* _Given text_
_ _ _

At the Conservative Party conference this week, Jacob Rees-Mogg is going to accuse the Government of not doing enough to help traditional families, and he’s right.

Policymakers have become relaxed in this area because these is nothing driving them to do otherwise, no #MeToo movement for mothers. Come on feminists, it’s time to stop keeping mum.

At the Labour conference, Jeremy Corbyn lambasted ‘greed-is-good capitalism’. This line sums up Labour’s hatred of aspiration, for which the party increasingly uses ‘greed’ as a synonym. Anyone who wants to succeed in our capitalist model is demonised. The Left’s constant smearing of high earners, as well as anyone else with ambition, will prove ruinous for the economy. Who is going to earn the cash to fund Corbyn’s socialist utopia? Forget the money tree – in Jezza’s vision we’ll need magical wind farms spinning out cash into everyone’s hands.

_ _ _

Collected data

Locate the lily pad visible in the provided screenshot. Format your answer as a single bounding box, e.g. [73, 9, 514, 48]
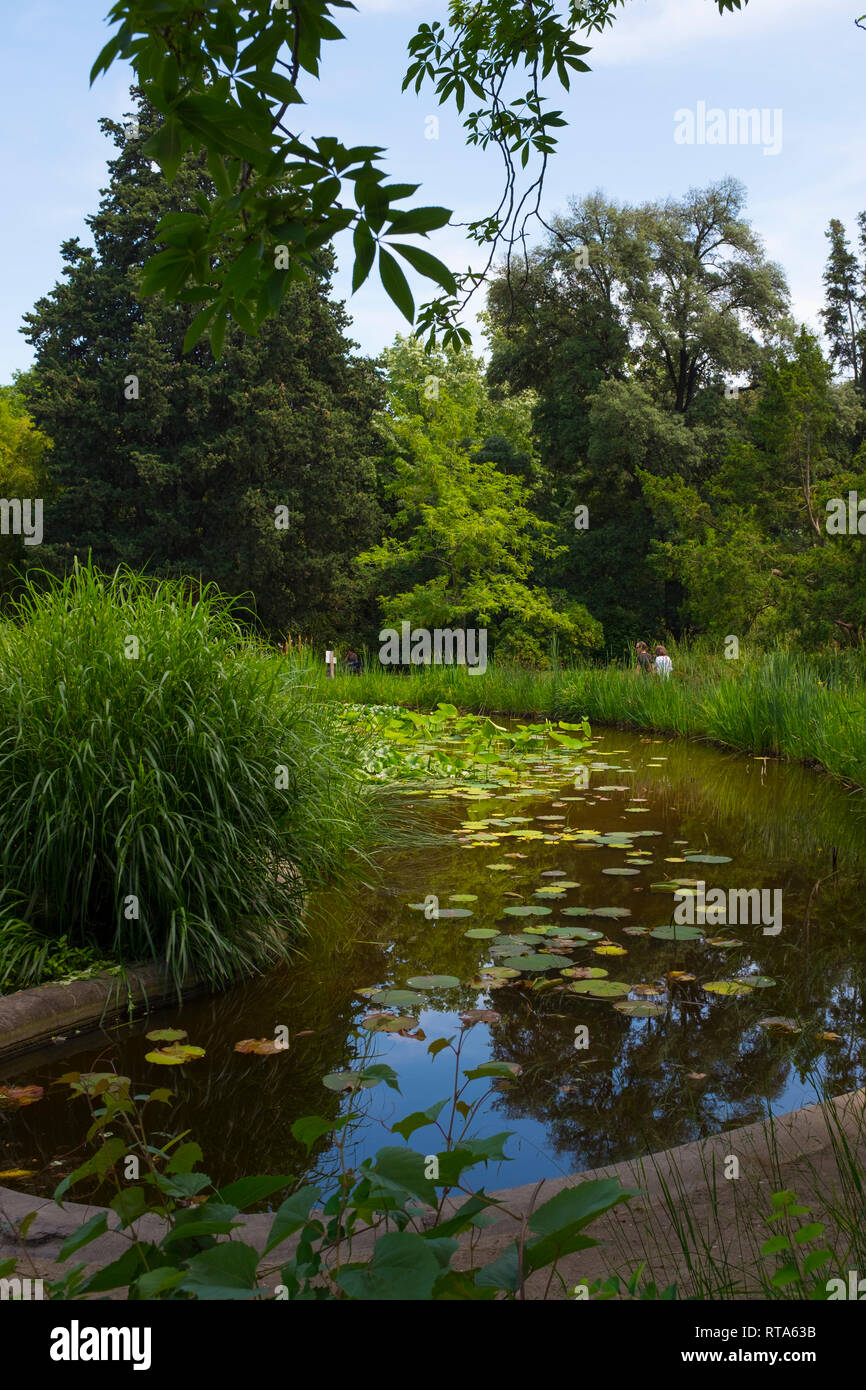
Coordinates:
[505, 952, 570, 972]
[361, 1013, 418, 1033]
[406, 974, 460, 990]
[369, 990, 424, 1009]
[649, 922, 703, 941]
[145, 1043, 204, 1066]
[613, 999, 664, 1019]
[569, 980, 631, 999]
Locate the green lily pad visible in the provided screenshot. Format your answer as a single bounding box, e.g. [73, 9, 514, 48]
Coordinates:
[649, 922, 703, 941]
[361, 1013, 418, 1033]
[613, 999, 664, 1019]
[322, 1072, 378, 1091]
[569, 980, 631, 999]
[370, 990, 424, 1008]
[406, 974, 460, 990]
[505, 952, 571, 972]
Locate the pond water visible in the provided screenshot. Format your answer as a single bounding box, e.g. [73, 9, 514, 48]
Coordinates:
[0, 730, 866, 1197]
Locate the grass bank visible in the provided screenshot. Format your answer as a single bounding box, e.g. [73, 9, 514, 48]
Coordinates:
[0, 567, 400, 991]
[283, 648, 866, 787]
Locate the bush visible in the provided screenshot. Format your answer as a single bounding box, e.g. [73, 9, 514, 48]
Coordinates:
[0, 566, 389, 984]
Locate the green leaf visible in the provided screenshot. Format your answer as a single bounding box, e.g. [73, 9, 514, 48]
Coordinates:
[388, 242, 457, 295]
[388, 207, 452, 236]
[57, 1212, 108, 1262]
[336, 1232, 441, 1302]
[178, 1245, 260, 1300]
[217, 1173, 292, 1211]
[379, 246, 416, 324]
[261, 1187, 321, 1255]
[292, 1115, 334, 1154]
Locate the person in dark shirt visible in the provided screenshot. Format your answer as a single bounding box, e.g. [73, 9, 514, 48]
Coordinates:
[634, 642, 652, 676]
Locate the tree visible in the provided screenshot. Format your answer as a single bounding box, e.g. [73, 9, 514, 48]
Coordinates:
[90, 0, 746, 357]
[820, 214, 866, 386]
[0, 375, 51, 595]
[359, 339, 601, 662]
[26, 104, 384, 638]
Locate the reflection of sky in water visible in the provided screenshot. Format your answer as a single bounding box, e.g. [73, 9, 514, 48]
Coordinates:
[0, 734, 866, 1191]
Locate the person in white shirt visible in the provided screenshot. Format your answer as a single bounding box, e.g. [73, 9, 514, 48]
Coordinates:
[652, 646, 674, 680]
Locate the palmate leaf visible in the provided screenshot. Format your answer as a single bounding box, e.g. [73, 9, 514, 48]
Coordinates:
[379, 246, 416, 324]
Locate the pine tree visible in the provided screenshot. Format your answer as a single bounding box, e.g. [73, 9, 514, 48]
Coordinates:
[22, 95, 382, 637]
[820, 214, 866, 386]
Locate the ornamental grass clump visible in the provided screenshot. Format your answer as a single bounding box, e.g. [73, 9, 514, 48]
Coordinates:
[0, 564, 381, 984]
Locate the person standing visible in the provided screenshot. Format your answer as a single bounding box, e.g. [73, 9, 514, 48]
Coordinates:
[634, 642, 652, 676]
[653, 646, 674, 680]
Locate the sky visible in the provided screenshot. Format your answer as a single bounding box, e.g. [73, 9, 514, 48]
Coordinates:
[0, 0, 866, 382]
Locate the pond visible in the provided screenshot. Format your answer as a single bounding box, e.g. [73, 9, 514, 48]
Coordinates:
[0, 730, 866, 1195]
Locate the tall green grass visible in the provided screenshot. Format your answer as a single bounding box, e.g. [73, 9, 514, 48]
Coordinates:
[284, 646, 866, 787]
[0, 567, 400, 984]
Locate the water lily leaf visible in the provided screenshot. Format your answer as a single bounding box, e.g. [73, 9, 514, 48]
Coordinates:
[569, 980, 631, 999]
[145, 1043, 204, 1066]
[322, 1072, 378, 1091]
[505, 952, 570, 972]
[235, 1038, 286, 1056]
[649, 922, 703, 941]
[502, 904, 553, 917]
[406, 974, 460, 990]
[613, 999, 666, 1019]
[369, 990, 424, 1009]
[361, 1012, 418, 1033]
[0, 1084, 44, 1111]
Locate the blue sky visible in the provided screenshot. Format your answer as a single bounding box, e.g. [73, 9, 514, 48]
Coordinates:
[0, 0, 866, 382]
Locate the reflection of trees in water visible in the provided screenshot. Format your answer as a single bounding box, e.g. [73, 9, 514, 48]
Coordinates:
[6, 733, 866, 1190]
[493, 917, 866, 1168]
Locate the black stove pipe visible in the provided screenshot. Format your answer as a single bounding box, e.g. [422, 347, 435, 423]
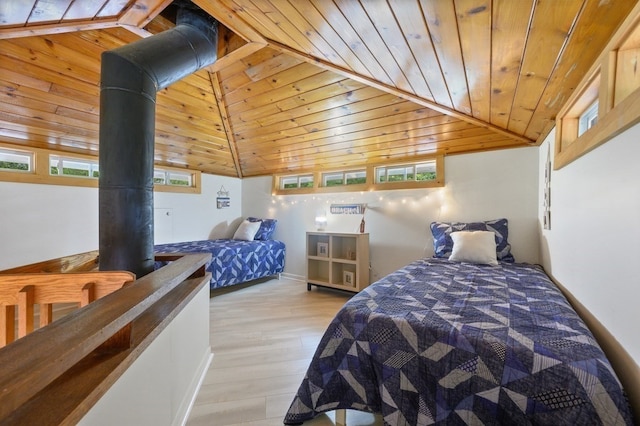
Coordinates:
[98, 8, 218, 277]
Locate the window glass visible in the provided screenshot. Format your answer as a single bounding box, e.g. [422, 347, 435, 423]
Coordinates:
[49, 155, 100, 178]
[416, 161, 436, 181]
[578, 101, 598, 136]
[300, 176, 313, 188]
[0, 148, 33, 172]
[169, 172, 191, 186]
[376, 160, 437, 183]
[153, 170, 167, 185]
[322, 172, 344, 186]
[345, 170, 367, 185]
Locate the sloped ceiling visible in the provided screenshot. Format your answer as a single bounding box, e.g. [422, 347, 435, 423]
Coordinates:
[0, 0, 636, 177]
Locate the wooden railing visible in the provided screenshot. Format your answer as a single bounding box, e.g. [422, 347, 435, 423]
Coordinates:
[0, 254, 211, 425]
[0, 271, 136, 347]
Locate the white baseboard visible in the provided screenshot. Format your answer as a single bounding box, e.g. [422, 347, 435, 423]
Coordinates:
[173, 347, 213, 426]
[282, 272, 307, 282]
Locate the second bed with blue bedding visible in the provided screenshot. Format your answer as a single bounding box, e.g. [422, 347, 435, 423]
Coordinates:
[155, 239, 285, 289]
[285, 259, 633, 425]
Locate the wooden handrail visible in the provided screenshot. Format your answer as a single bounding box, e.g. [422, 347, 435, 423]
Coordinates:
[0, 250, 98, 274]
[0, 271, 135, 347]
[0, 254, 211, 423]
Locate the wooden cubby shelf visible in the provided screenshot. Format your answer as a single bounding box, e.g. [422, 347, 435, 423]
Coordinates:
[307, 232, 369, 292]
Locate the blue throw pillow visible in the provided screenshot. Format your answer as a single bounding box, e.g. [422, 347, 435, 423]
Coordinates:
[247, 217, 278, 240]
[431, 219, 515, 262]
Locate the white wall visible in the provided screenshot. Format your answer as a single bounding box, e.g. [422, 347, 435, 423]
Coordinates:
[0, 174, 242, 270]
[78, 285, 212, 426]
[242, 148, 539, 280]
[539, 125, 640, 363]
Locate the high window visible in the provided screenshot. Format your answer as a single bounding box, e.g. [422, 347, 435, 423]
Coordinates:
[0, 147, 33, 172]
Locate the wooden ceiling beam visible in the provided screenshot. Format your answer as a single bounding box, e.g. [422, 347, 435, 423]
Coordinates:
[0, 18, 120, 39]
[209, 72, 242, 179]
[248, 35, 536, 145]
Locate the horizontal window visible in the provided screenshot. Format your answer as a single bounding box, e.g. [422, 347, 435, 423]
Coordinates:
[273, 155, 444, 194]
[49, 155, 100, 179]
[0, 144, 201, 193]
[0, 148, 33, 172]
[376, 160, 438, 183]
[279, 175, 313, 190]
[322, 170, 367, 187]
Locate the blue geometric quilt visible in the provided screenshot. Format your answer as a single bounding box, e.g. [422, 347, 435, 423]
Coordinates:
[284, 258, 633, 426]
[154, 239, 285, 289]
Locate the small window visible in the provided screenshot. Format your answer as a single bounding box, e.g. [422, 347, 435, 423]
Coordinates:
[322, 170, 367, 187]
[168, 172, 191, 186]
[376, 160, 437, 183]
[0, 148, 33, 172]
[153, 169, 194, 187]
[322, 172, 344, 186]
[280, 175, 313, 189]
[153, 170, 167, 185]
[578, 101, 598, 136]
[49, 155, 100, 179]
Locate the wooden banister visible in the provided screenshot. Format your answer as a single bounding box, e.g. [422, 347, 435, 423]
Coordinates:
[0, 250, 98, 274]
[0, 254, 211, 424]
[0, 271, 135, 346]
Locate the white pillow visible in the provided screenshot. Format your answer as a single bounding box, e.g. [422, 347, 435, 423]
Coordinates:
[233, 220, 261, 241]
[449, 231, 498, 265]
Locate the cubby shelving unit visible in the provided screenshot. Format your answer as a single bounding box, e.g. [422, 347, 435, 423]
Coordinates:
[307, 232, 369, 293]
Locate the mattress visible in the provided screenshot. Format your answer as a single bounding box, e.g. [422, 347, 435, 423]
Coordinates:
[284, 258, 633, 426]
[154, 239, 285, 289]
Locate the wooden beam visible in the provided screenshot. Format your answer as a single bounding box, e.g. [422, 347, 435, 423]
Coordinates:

_ _ _

* _Work order 1_
Reproduce the conference commentary from "At the Conservative" to "into everyone’s hands.".
* _Work order 2_
In the conference commentary, what did Jeremy Corbyn lambast at the Labour conference?
Work only from the conference commentary.

* _Solution 1_
At the Conservative Party conference this week, Jacob Rees-Mogg is going to accuse the Government of not doing enough to help traditional families, and he’s right.

Policymakers have become relaxed in this area because these is nothing driving them to do otherwise, no #MeToo movement for mothers. Come on feminists, it’s time to stop keeping mum.

At the Labour conference, Jeremy Corbyn lambasted ‘greed-is-good capitalism’. This line sums up Labour’s hatred of aspiration, for which the party increasingly uses ‘greed’ as a synonym. Anyone who wants to succeed in our capitalist model is demonised. The Left’s constant smearing of high earners, as well as anyone else with ambition, will prove ruinous for the economy. Who is going to earn the cash to fund Corbyn’s socialist utopia? Forget the money tree – in Jezza’s vision we’ll need magical wind farms spinning out cash into everyone’s hands.

* _Solution 2_
He lambasted "greed-is-good capitalism."